Exercise: Find each line below where the word "target" occurs, and copy it.

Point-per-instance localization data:
++++

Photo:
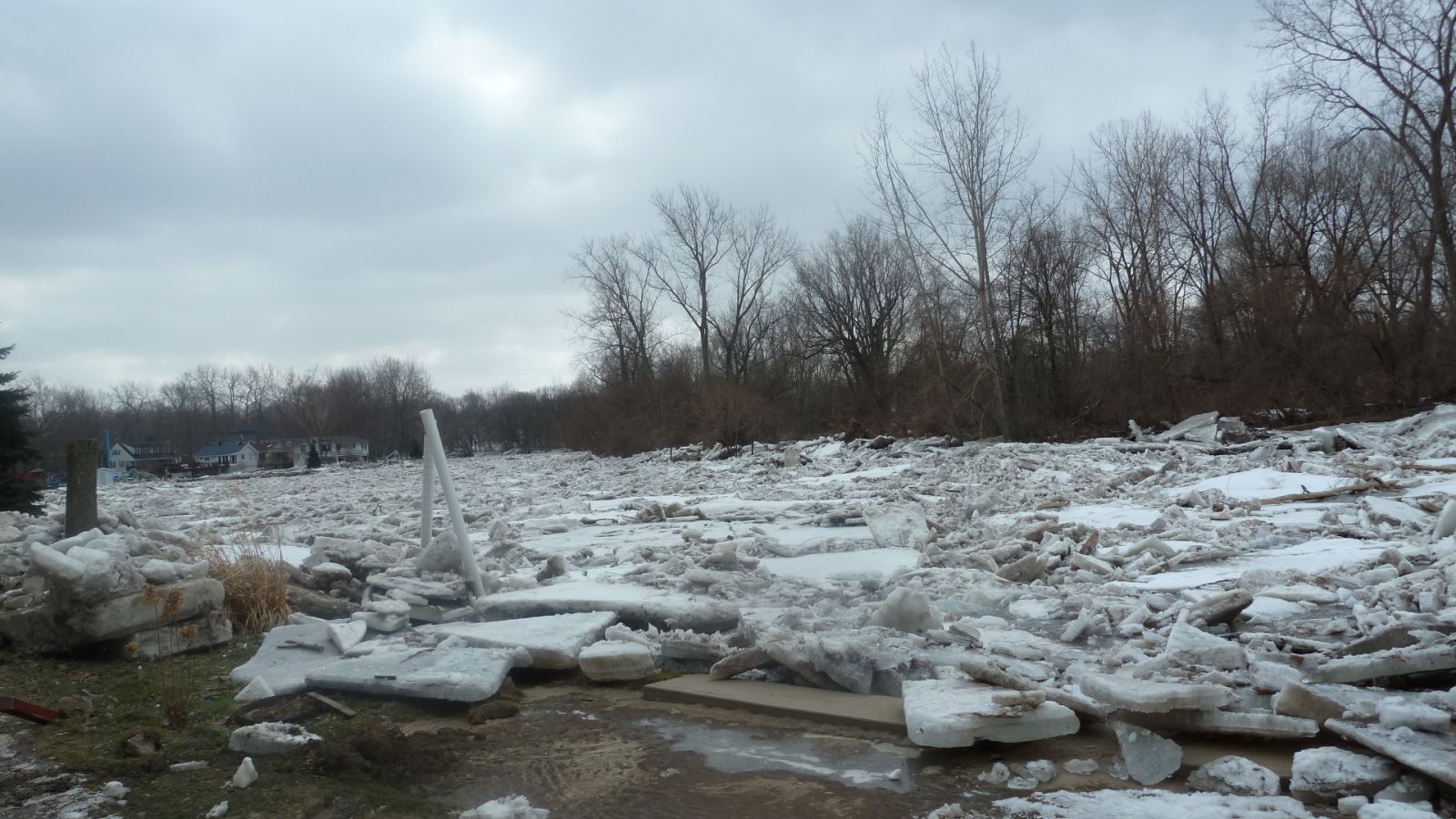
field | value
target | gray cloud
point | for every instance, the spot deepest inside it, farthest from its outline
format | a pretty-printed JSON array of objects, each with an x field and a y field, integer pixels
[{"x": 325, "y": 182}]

++++

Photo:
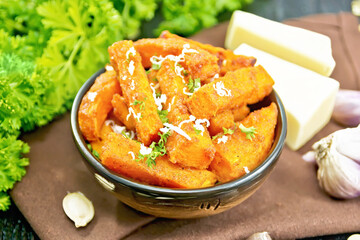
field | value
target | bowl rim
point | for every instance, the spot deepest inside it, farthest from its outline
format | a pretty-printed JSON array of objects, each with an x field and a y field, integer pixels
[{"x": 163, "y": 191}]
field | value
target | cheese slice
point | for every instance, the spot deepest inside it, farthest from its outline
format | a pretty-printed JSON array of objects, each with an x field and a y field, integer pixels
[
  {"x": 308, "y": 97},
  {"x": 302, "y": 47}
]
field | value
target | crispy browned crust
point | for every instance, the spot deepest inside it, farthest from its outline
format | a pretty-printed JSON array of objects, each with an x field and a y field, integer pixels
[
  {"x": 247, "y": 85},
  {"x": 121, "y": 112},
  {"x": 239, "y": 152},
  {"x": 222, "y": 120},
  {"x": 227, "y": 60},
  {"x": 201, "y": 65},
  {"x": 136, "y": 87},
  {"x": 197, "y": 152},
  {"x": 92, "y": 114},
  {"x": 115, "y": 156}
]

++++

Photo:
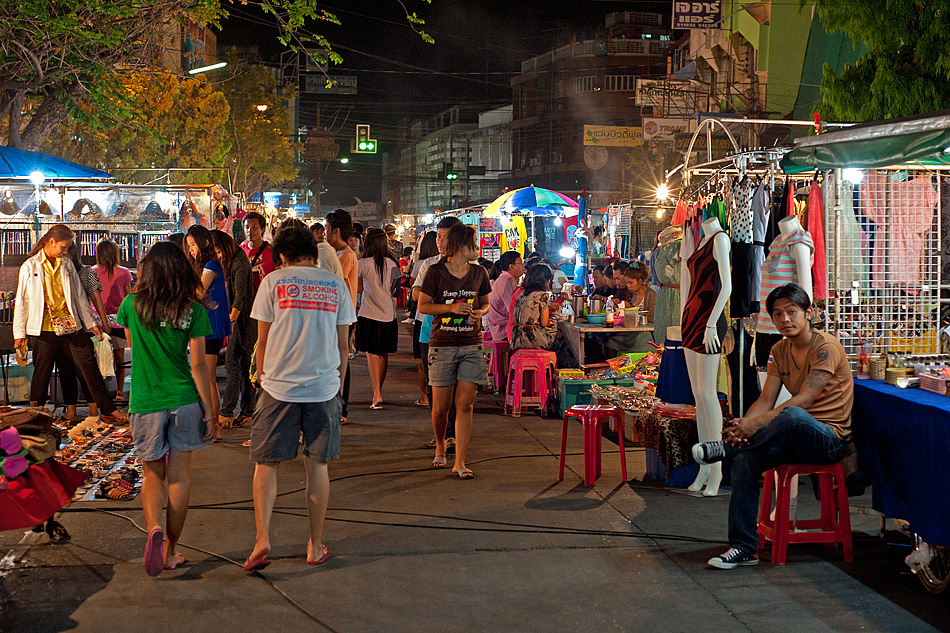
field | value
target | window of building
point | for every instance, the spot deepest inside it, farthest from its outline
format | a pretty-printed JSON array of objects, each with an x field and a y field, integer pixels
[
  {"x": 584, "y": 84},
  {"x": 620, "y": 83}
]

++++

Answer below:
target | gray cloud
target | bowl rim
target | cheese slice
target | crispy browned crust
target | window of building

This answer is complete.